Return the whole listing, line for line, without the pictures in it.
--
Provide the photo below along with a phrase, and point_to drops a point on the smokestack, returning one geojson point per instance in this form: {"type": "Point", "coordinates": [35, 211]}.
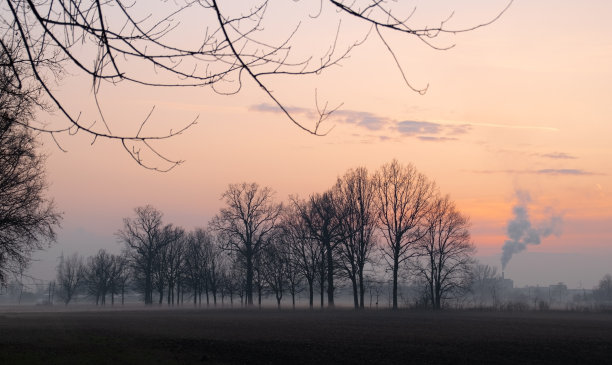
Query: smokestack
{"type": "Point", "coordinates": [521, 232]}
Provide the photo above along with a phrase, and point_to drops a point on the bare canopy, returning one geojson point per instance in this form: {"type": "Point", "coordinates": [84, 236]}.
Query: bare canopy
{"type": "Point", "coordinates": [142, 42]}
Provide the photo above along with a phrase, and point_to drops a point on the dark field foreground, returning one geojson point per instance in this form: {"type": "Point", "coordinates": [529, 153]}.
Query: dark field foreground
{"type": "Point", "coordinates": [342, 336]}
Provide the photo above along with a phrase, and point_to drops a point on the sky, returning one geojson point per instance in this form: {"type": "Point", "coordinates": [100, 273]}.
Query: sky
{"type": "Point", "coordinates": [521, 105]}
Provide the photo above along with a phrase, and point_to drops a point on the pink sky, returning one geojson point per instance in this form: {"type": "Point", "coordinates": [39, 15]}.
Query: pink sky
{"type": "Point", "coordinates": [521, 104]}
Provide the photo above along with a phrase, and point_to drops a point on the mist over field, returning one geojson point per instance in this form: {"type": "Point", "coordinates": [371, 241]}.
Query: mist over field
{"type": "Point", "coordinates": [334, 181]}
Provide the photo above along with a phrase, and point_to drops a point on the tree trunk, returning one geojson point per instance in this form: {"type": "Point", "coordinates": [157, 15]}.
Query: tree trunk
{"type": "Point", "coordinates": [311, 293]}
{"type": "Point", "coordinates": [355, 291]}
{"type": "Point", "coordinates": [330, 276]}
{"type": "Point", "coordinates": [395, 271]}
{"type": "Point", "coordinates": [249, 276]}
{"type": "Point", "coordinates": [361, 289]}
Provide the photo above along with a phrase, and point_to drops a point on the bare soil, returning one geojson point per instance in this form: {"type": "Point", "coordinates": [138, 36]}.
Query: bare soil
{"type": "Point", "coordinates": [304, 337]}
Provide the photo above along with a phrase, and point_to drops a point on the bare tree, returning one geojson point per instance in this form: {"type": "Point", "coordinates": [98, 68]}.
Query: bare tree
{"type": "Point", "coordinates": [356, 196]}
{"type": "Point", "coordinates": [275, 263]}
{"type": "Point", "coordinates": [246, 221]}
{"type": "Point", "coordinates": [143, 239]}
{"type": "Point", "coordinates": [403, 199]}
{"type": "Point", "coordinates": [216, 266]}
{"type": "Point", "coordinates": [197, 262]}
{"type": "Point", "coordinates": [28, 218]}
{"type": "Point", "coordinates": [323, 218]}
{"type": "Point", "coordinates": [305, 252]}
{"type": "Point", "coordinates": [120, 277]}
{"type": "Point", "coordinates": [445, 252]}
{"type": "Point", "coordinates": [116, 41]}
{"type": "Point", "coordinates": [98, 275]}
{"type": "Point", "coordinates": [70, 275]}
{"type": "Point", "coordinates": [174, 256]}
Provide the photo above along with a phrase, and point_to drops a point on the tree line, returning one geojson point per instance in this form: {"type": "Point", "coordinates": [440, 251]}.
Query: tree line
{"type": "Point", "coordinates": [391, 221]}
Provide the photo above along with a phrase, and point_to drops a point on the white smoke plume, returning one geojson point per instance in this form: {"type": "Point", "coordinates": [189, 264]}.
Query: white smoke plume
{"type": "Point", "coordinates": [521, 232]}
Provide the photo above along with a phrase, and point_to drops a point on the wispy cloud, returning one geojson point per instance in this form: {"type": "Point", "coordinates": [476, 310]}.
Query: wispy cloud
{"type": "Point", "coordinates": [436, 139]}
{"type": "Point", "coordinates": [430, 131]}
{"type": "Point", "coordinates": [264, 107]}
{"type": "Point", "coordinates": [411, 128]}
{"type": "Point", "coordinates": [570, 172]}
{"type": "Point", "coordinates": [557, 156]}
{"type": "Point", "coordinates": [366, 120]}
{"type": "Point", "coordinates": [422, 130]}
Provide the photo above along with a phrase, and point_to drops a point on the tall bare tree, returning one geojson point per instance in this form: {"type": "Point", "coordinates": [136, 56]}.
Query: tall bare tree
{"type": "Point", "coordinates": [275, 266]}
{"type": "Point", "coordinates": [196, 263]}
{"type": "Point", "coordinates": [98, 275]}
{"type": "Point", "coordinates": [445, 252]}
{"type": "Point", "coordinates": [141, 43]}
{"type": "Point", "coordinates": [28, 218]}
{"type": "Point", "coordinates": [305, 252]}
{"type": "Point", "coordinates": [248, 218]}
{"type": "Point", "coordinates": [322, 216]}
{"type": "Point", "coordinates": [403, 199]}
{"type": "Point", "coordinates": [70, 275]}
{"type": "Point", "coordinates": [143, 239]}
{"type": "Point", "coordinates": [356, 196]}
--
### Worked solution
Provide the photo below along with a phrase, and point_to drops a point on the smokestack, returning one geojson point per instance in this form: {"type": "Point", "coordinates": [35, 211]}.
Query: smokestack
{"type": "Point", "coordinates": [521, 232]}
Provide the photo above along with a phrase, and point_to drops a point on the bare canopy, returning one geojson point per instance in this form: {"type": "Point", "coordinates": [84, 236]}.
Query: bare canopy
{"type": "Point", "coordinates": [142, 42]}
Provide the photo above along with a phrase, and point_to drops a point on the dark field foreground, returning one geojson point per instance in this form: {"type": "Point", "coordinates": [529, 153]}.
Query: dark field foreground
{"type": "Point", "coordinates": [342, 336]}
Provide the photo above along with a phrase, and point_to drops a point on the sky, returning one geojson point per instance in this form: {"type": "Point", "coordinates": [100, 273]}.
Query: sky
{"type": "Point", "coordinates": [521, 105]}
Provide the photo above along with a phrase, and point_to drops a point on the pink sky, returning one geojson point per instance in this form: {"type": "Point", "coordinates": [39, 15]}.
Query: pink sky
{"type": "Point", "coordinates": [521, 104]}
Provide the photo above along with a phrase, and point_to drops a point on the mist over field, returning one geojson point per instance in this form: {"type": "Point", "coordinates": [371, 241]}.
Query: mist over field
{"type": "Point", "coordinates": [334, 181]}
Provide the photo above along with a phrase, and point_to drops a point on the tree trunk, returning one geojson point per instance in this form: {"type": "Point", "coordinates": [157, 15]}.
Query: tree trunk
{"type": "Point", "coordinates": [311, 293]}
{"type": "Point", "coordinates": [355, 291]}
{"type": "Point", "coordinates": [330, 276]}
{"type": "Point", "coordinates": [395, 271]}
{"type": "Point", "coordinates": [249, 276]}
{"type": "Point", "coordinates": [361, 289]}
Provide the photo above along with a phrase, and point_to drops a point on the bare soil, returning one geojson point per instance in this form: {"type": "Point", "coordinates": [138, 36]}.
Query: bare soil
{"type": "Point", "coordinates": [304, 337]}
Provide the photo above along with a phrase, and point_to drops a point on the bare tree, returning one geojson point per instance in this form: {"type": "Point", "coordinates": [98, 68]}.
Query: bare tree
{"type": "Point", "coordinates": [356, 196]}
{"type": "Point", "coordinates": [275, 263]}
{"type": "Point", "coordinates": [246, 221]}
{"type": "Point", "coordinates": [143, 239]}
{"type": "Point", "coordinates": [403, 199]}
{"type": "Point", "coordinates": [216, 266]}
{"type": "Point", "coordinates": [197, 262]}
{"type": "Point", "coordinates": [28, 218]}
{"type": "Point", "coordinates": [323, 218]}
{"type": "Point", "coordinates": [305, 252]}
{"type": "Point", "coordinates": [120, 277]}
{"type": "Point", "coordinates": [445, 252]}
{"type": "Point", "coordinates": [116, 41]}
{"type": "Point", "coordinates": [98, 275]}
{"type": "Point", "coordinates": [70, 275]}
{"type": "Point", "coordinates": [174, 256]}
Provide the photo above along with a phrase, and point_to drops a point on the tree line, returning one geojson point per instance in this form: {"type": "Point", "coordinates": [440, 251]}.
Query: tree line
{"type": "Point", "coordinates": [391, 221]}
Provide the photo above along with a phrase, and point_to drops a point on the white smoke plume, returning one geojson point per instance in this form: {"type": "Point", "coordinates": [189, 264]}.
Query: white smoke plume
{"type": "Point", "coordinates": [521, 232]}
Provide the photo above along with a phrase, and point_to drops a point on the wispy cloud, returning one geojson point per instance in this form: {"type": "Point", "coordinates": [476, 310]}.
Query: wispy cloud
{"type": "Point", "coordinates": [436, 139]}
{"type": "Point", "coordinates": [430, 131]}
{"type": "Point", "coordinates": [264, 107]}
{"type": "Point", "coordinates": [411, 128]}
{"type": "Point", "coordinates": [570, 172]}
{"type": "Point", "coordinates": [557, 156]}
{"type": "Point", "coordinates": [366, 120]}
{"type": "Point", "coordinates": [422, 130]}
Provide the photo above along with a phrase, and point_to drops a point on the tall bare tree, returning one geojson point per instance in this form: {"type": "Point", "coordinates": [136, 56]}.
Query: tall bare tree
{"type": "Point", "coordinates": [275, 266]}
{"type": "Point", "coordinates": [196, 263]}
{"type": "Point", "coordinates": [98, 275]}
{"type": "Point", "coordinates": [445, 252]}
{"type": "Point", "coordinates": [141, 43]}
{"type": "Point", "coordinates": [28, 218]}
{"type": "Point", "coordinates": [305, 252]}
{"type": "Point", "coordinates": [248, 218]}
{"type": "Point", "coordinates": [322, 216]}
{"type": "Point", "coordinates": [403, 199]}
{"type": "Point", "coordinates": [70, 275]}
{"type": "Point", "coordinates": [143, 239]}
{"type": "Point", "coordinates": [356, 196]}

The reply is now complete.